Copy all of the records below word for word, keeping every line as it is.

---------- Given information ----------

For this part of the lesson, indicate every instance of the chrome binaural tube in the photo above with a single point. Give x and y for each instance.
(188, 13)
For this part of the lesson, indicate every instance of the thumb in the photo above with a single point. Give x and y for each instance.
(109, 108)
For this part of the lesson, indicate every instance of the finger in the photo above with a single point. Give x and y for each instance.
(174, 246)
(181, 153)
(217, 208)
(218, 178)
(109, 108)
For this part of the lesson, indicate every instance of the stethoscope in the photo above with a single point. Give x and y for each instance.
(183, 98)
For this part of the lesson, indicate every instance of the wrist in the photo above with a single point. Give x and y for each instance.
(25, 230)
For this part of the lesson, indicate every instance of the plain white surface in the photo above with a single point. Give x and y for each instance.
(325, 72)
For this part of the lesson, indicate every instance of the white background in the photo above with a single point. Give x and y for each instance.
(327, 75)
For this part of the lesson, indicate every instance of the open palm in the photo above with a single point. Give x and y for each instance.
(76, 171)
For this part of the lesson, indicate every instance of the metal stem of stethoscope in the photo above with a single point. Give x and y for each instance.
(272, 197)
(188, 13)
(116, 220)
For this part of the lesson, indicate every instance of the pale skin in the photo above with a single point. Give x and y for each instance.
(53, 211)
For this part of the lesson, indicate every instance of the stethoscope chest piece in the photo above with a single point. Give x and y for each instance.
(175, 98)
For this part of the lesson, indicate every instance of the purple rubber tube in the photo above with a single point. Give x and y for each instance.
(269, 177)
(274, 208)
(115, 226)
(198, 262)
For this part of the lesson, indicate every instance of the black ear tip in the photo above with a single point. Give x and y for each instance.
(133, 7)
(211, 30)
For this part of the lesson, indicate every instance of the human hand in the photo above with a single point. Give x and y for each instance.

----------

• [Answer for this exercise]
For this part of the lesson, indicate every instance of the chrome binaural tube in the photo above with a single point. Give x and y for each instance.
(188, 13)
For this part of the lesson, indicate every instance of the thumb in the photo above with a single point. Give x and y for each instance.
(109, 108)
For this part of the lesson, indicate every instance of the finger in the photo above with a single point. Give x and y for each instance.
(174, 246)
(181, 153)
(217, 208)
(218, 178)
(109, 108)
For this part of the lesson, indicate every instance of the stethoscope in the photo above with a single point. Give x and y for each instance.
(183, 98)
For this part of the lesson, indicate every instance of the wrist in the photo above with a single point. Give x and y for each instance.
(25, 230)
For this part of the lesson, indicate every instance of the plain white surface in the photo above with a single point. Give x and y for each instance.
(325, 72)
For this part of the lesson, indicate every instance of the white background in the photo above with a single point. Give x and y for each instance.
(327, 75)
For this part of the lesson, indicate every instance of the open palm in the photo above with a single point. Give x and y for each instance.
(76, 171)
For this part of the lesson, indicate every instance of the metal stem of stethoscope in the photo above with a single point. Give x and y for each instance.
(272, 197)
(188, 13)
(116, 220)
For this part of the lesson, indicate every instance of the pale skin in the photo above with a single point. Give x and y for each instance.
(53, 211)
For this part of the lesson, indicate every instance of the stethoscope chest piece in the photo above with a single point. Give x and y for each instance.
(175, 98)
For this part of the lesson, indicate every instance of the purple rubber tube in the photo above with a single point. Give x and y for each instance.
(269, 177)
(274, 208)
(115, 226)
(198, 262)
For this part of the lesson, indicate every instance of the black ear tip in the photo above with a single point. Give x and y for each instance.
(133, 7)
(211, 30)
For this part of the lesson, indicate every instance of the human hand in the photo above with a single point. Give x and y for each instance.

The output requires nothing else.